**PROVIDED PASSAGE**.

BIOGRAPHIES - ART, ANCESTORS, GHOSTS, & THE DEAD
Biographies
Korakrit Arunanondchai
The work of Korakrit Arunanondchai (*1986, Bangkok,
Thailand) focuses on the transformative potential of storytelling. With
each project, the artist expands his cosmos of interconnected stories
told through expansive video installations, paintings, objects, and
performative works. In his videos, he processes experiences in his
personal environment just as he does political events, history and
questions to our crisis-ridden present. Born in Bangkok and working
primarily in Bangkok and New York, Arunanondchai often draws upon the
cultural contexts in his own biography as well as spaces with
postcolonial trauma. Using essayistic and experimental approaches, the
artist works with multiple collaborators to assemble audio and visual
materials from various sources. With references to philosophy and myth,
his narratives weave together questions about consciousness, empathy,
and community.
Sofía Gallisá Muriente
Sofía Gallisá Muriente is a visual artist and cultural
organizer whose work resists colonial erasures and claims the freedom of
historical agency, proposing mechanisms for remembering and
reimagining. She employs text, image and archive as medium and subject,
exploring their poetic and political implications. Sofía has been a
fellow of the Smithsonian Institute, Cisneros Institute at MoMA and the
Puerto Rican Arts Initiative, among others. Her work has been exhibited
in the Whitney Museum, MoMA, Queens Museum, Savvy Contemporary in
Berlin, and Museo de Arte Contemporáneo de Puerto Rico, as well as
galleries like El Kilómetro and Embajada. From 2014 to 2020, she
co-directed the artist-run organization Beta-Local in Puerto Rico.
Shaun Leonardo
Shaun Leonardo's multidisciplinary work negotiates societal
expectations of manhood, namely definitions surrounding black and brown
masculinities, along with its notions of achievement, collective
identity, and experience of failure. His performance practice, anchored
by his work in Assembly – an arts-based diversion program for
system-impacted youth at the Brooklyn-based, non-profit Recess – is
participatory and invested in a process of embodiment. Since co-founding
the Assembly program 7 years ago, Shaun has served as its lead artist,
implementing research and partnerships for the program’s growth. In
2021, Shaun expanded his role to Co-Director, guiding the organization's
continuous evolution as an engine of social change. Leonardo is a
Brooklyn-based artist from Queens, New York City. His work has been
featured at The Guggenheim Museum, the High Line, and New Museum, and
profiled in the NewYork Times and CNN. He was recently honored as a
Community Innovator for his work in diversion by the Center for Justice
Innovation. His solo exhibition, The Breath of Empty Space, was
presented at MICA, MASS MoCA and The Bronx Museum. And his first major
public art commission, Between Four Freedoms, recently premiered at Four
Freedoms Park Conservancy.

**DATASET EXCERPTS**.
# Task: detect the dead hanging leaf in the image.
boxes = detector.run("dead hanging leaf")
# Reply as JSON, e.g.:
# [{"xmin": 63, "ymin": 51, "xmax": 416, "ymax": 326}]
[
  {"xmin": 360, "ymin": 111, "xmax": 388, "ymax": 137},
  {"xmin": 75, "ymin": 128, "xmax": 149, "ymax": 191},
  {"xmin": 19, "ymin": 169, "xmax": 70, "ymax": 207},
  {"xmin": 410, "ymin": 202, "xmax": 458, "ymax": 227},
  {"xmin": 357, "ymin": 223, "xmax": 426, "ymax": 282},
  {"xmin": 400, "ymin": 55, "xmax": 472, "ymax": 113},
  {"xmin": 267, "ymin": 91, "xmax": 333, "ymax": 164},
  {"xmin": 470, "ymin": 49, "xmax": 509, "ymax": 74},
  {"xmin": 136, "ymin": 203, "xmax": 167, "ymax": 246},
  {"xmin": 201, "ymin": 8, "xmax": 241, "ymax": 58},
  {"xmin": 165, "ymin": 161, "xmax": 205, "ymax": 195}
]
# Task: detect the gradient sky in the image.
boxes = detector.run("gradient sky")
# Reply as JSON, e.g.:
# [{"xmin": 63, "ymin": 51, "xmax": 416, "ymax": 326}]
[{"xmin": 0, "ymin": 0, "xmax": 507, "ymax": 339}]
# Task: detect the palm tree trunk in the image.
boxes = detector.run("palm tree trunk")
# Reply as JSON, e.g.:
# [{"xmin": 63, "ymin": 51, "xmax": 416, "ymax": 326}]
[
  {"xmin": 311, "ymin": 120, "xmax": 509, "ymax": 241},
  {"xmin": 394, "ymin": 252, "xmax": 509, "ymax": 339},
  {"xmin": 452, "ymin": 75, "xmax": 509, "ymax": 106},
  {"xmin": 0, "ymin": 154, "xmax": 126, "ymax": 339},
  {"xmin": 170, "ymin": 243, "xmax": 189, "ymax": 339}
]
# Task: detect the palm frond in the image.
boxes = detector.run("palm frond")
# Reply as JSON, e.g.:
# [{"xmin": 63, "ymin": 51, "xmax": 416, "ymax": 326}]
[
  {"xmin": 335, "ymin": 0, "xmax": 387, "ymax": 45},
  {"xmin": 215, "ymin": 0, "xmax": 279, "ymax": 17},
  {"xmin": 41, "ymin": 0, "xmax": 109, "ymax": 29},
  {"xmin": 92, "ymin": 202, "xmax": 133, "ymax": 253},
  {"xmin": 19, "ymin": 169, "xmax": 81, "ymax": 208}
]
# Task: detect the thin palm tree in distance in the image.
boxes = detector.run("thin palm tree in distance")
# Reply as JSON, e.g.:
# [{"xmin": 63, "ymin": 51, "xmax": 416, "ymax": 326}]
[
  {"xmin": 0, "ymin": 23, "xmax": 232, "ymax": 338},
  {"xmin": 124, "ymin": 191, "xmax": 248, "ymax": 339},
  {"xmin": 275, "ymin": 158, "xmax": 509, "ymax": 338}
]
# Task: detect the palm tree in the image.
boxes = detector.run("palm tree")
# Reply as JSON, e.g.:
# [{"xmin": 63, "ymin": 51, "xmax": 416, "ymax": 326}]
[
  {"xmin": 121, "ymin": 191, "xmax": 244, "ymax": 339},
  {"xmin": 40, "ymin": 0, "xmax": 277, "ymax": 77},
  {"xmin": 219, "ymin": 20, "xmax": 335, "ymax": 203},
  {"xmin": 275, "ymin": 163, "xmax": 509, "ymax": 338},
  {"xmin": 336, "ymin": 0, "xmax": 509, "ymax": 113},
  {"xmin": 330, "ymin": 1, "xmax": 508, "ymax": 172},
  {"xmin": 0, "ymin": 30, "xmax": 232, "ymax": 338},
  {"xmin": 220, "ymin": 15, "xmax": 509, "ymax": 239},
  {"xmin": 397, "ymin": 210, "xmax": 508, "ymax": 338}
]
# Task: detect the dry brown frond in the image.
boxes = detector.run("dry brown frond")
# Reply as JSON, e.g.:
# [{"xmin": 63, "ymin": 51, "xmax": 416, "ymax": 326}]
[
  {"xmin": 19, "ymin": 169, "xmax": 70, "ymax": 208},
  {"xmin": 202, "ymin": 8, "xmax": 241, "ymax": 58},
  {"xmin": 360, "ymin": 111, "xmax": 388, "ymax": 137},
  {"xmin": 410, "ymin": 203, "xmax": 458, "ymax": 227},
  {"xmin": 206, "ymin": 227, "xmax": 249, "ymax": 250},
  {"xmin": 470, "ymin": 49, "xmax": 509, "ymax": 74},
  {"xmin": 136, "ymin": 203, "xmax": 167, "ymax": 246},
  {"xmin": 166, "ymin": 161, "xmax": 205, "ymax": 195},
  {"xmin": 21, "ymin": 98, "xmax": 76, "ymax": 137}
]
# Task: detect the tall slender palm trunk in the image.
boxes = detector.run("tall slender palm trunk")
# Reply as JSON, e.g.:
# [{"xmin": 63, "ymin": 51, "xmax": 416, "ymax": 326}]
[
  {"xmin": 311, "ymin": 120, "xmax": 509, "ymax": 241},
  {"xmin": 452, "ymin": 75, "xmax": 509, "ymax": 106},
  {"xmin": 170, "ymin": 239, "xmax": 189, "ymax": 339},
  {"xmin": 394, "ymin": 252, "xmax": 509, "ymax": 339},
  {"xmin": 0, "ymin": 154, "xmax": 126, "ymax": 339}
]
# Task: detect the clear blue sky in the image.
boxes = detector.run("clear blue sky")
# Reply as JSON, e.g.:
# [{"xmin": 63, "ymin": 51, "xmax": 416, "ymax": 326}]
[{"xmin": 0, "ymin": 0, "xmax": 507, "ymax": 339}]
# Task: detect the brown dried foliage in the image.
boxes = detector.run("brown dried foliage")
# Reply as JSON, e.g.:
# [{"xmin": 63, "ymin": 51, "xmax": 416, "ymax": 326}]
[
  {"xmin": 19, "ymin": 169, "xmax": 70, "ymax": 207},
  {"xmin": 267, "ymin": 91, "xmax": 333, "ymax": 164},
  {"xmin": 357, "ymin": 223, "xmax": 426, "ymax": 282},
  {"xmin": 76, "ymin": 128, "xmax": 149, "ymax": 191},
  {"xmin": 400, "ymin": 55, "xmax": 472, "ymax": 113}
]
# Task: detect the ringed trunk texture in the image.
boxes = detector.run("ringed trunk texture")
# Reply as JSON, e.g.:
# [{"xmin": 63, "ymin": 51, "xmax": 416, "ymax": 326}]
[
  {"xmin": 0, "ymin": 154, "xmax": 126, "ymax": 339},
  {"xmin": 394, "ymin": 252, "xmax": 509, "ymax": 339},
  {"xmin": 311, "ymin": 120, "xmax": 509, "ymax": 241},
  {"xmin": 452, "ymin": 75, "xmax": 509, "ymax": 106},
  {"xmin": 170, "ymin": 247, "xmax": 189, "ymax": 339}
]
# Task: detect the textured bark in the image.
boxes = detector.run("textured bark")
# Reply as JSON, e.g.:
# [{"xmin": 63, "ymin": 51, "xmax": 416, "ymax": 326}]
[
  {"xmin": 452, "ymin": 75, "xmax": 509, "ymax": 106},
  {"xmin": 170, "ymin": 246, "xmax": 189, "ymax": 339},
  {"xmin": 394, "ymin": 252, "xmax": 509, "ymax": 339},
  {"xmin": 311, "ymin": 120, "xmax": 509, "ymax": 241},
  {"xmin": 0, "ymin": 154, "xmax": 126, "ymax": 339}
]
---
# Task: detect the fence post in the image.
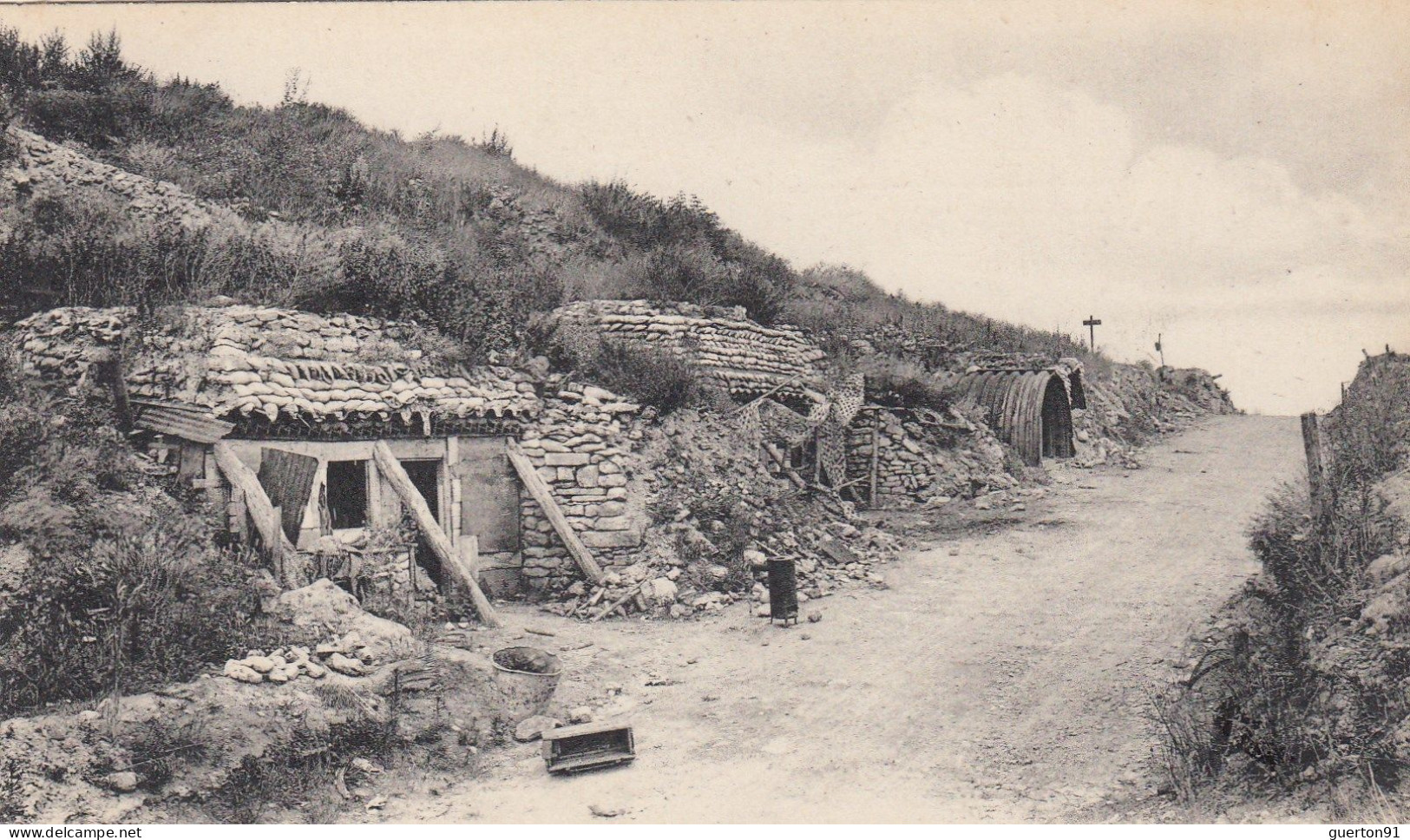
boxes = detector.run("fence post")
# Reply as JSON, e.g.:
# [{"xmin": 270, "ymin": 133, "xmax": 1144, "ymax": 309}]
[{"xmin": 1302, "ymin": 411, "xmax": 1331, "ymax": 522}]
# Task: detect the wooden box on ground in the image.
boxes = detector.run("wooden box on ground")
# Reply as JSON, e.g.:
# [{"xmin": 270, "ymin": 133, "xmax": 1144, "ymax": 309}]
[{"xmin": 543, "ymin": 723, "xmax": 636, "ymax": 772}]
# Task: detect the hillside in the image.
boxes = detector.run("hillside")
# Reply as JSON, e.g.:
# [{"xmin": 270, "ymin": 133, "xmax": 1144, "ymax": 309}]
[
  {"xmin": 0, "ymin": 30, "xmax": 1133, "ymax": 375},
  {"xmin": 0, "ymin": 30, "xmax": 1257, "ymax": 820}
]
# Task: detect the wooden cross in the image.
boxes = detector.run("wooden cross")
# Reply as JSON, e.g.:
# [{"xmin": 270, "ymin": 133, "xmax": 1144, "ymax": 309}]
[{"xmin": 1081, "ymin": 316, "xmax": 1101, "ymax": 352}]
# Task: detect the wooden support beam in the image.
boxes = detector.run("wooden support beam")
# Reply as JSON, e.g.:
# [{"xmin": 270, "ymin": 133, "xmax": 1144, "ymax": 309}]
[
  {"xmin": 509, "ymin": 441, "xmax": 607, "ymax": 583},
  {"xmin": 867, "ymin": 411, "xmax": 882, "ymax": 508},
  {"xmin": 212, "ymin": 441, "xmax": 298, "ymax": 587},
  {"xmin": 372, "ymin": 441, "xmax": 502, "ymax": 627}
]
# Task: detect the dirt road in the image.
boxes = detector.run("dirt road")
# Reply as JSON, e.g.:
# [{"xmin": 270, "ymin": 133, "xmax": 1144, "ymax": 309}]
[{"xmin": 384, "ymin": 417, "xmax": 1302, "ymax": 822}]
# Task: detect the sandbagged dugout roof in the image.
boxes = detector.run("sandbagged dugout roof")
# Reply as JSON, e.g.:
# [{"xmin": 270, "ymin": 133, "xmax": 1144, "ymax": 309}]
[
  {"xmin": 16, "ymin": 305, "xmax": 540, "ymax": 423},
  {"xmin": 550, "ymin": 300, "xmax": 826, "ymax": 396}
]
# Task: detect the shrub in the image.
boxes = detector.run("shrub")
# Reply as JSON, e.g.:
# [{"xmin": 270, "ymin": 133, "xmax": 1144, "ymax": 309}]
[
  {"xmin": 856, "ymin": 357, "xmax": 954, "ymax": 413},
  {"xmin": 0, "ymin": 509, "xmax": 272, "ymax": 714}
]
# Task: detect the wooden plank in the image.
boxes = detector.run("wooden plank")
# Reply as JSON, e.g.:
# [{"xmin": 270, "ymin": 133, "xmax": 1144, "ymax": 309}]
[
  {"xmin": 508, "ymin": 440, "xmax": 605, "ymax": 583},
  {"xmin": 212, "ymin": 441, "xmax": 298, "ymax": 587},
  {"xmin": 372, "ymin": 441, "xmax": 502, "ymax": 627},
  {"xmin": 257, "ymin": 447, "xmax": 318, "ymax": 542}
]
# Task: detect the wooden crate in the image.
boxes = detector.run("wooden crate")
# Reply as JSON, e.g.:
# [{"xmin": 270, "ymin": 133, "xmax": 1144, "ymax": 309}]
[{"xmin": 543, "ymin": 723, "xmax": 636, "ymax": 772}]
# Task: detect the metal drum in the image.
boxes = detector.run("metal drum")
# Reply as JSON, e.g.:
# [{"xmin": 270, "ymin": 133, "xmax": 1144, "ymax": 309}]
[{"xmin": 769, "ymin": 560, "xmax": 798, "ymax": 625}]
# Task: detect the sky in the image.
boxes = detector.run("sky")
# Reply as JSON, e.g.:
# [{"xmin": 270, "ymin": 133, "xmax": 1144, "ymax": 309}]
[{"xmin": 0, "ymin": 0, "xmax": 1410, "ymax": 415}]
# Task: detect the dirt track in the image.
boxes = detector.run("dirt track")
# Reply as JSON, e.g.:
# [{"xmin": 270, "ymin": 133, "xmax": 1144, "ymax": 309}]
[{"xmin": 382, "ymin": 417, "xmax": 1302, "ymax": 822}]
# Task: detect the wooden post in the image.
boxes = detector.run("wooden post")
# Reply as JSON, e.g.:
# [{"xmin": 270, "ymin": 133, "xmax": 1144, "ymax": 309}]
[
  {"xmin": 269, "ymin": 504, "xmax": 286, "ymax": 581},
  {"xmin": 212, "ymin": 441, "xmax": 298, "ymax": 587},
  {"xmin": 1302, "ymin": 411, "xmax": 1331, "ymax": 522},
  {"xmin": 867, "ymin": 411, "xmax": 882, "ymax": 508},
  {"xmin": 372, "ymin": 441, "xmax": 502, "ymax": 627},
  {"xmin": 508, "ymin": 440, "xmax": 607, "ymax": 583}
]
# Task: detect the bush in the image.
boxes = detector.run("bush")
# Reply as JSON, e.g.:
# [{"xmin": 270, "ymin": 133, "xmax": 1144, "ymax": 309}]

**WHAT NEEDS TO BE DONE**.
In the biographies, which organization did Sofía Gallisá Muriente co-direct from 2014 to 2020?

**OUTPUT FOR THIS EXERCISE**.
Beta-Local, an artist-run organization in Puerto Rico.